▸ **To do**: List every line of the entries below that contains the string "bowl", copying each line in full. Matching is case-sensitive.

Records:

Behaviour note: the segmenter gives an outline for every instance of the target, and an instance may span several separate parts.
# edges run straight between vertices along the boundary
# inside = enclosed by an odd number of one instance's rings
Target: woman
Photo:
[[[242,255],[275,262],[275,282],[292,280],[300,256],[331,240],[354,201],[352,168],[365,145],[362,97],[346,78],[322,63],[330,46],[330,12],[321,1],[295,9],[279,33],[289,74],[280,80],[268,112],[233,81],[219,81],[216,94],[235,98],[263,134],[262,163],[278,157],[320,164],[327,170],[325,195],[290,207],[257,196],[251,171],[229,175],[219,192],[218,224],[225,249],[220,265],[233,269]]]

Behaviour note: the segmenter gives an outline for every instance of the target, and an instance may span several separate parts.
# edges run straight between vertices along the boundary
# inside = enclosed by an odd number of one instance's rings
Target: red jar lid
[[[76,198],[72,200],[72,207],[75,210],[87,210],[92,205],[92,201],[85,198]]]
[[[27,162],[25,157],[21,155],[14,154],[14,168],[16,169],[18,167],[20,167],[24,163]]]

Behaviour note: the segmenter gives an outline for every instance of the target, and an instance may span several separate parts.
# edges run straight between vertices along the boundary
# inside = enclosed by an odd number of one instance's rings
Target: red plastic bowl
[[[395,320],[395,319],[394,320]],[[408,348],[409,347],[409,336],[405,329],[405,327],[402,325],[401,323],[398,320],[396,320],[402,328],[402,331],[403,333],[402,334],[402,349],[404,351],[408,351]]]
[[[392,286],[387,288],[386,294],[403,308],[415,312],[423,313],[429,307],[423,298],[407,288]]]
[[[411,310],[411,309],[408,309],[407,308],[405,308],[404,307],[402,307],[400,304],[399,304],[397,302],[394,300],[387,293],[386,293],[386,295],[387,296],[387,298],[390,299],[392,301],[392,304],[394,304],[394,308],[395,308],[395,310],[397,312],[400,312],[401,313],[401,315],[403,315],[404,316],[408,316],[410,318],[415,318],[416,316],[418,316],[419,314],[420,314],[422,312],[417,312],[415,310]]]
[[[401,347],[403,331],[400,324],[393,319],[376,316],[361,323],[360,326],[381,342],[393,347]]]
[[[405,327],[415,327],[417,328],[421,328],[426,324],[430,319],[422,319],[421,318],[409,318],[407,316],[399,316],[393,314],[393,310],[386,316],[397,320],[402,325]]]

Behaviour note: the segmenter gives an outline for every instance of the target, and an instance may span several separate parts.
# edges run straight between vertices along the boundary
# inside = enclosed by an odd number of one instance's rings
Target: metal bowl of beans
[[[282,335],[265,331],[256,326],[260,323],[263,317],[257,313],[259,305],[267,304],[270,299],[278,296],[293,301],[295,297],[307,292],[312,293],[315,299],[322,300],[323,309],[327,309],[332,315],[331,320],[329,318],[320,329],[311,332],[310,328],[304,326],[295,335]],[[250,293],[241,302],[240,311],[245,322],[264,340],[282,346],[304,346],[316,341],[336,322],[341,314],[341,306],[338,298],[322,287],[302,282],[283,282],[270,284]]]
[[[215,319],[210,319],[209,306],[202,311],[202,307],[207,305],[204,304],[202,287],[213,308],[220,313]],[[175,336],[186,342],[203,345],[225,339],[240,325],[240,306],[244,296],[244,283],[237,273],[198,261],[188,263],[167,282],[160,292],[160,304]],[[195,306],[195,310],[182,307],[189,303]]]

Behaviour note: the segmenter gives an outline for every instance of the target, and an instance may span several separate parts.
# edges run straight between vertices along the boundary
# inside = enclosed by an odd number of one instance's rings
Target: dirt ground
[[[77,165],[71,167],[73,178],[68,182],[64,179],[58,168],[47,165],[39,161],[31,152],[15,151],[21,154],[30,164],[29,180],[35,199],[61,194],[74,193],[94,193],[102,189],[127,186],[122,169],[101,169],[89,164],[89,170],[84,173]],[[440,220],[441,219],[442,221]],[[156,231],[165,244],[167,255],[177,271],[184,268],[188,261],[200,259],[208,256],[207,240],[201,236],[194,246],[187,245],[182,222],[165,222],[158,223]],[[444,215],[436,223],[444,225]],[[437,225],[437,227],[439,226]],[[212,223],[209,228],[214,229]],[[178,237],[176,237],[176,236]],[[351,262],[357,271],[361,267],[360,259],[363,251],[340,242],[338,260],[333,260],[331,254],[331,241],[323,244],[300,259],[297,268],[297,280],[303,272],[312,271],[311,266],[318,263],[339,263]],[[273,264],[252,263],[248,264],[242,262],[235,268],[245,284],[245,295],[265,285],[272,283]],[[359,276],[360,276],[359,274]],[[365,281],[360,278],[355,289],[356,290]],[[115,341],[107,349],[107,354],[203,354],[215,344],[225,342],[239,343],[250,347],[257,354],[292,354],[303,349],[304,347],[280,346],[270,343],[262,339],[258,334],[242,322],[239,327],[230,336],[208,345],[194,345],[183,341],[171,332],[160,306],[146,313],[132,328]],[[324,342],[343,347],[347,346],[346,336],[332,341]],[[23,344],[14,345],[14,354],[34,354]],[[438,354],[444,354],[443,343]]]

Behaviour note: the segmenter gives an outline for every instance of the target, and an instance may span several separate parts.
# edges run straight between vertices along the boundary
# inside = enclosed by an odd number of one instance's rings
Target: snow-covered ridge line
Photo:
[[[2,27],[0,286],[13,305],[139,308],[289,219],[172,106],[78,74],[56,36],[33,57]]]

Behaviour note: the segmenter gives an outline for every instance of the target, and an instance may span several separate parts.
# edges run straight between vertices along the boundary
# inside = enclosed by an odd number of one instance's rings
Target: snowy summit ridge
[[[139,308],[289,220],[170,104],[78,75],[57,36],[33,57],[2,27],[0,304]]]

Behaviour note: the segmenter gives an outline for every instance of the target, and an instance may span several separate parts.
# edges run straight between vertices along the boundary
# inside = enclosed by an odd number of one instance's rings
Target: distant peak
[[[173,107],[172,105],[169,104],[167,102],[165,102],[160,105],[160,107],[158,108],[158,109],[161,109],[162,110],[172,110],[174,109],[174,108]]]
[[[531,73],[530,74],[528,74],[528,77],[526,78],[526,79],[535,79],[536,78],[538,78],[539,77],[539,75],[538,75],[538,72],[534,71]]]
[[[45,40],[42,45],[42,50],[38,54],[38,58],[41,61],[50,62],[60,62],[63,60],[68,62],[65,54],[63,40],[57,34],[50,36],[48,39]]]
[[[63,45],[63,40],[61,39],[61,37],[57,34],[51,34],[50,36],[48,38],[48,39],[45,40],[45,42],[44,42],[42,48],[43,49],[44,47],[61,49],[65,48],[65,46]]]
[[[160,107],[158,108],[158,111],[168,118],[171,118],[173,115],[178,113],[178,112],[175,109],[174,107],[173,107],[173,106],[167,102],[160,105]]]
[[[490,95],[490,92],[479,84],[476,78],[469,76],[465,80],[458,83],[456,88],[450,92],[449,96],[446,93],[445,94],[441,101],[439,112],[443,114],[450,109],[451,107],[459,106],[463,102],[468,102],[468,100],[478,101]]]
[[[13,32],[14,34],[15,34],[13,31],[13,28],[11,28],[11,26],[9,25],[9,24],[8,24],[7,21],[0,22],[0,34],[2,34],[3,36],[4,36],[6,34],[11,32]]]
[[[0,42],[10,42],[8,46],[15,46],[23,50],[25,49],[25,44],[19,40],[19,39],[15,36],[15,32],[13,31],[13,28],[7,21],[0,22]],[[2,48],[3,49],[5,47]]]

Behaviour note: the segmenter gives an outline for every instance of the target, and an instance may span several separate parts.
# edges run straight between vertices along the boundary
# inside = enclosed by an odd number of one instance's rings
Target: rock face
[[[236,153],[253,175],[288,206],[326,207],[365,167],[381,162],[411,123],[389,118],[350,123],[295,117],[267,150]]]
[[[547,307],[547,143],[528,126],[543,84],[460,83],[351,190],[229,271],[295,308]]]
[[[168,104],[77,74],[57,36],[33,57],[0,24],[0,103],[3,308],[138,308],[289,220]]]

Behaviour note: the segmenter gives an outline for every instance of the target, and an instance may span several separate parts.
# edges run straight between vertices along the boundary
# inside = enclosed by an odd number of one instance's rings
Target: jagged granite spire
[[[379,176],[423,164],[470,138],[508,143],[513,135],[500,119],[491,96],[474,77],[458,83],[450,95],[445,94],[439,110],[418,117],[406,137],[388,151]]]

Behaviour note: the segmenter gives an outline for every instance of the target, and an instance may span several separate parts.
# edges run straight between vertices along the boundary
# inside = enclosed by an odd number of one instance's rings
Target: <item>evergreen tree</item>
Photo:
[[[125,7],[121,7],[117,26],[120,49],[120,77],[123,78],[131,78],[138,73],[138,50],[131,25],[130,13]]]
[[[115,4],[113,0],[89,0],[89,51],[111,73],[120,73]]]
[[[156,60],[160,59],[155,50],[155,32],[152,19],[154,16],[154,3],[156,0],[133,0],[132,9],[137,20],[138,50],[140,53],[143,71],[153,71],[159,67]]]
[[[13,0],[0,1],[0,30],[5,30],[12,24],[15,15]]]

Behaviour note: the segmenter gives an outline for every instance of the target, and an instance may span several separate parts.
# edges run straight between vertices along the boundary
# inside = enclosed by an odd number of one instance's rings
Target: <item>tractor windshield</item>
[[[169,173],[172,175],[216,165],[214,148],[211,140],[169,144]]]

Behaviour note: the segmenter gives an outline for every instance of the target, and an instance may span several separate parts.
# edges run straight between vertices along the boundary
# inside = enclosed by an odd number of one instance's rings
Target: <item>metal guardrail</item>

▸ **Full output**:
Target: red plastic bowl
Target: metal bowl of beans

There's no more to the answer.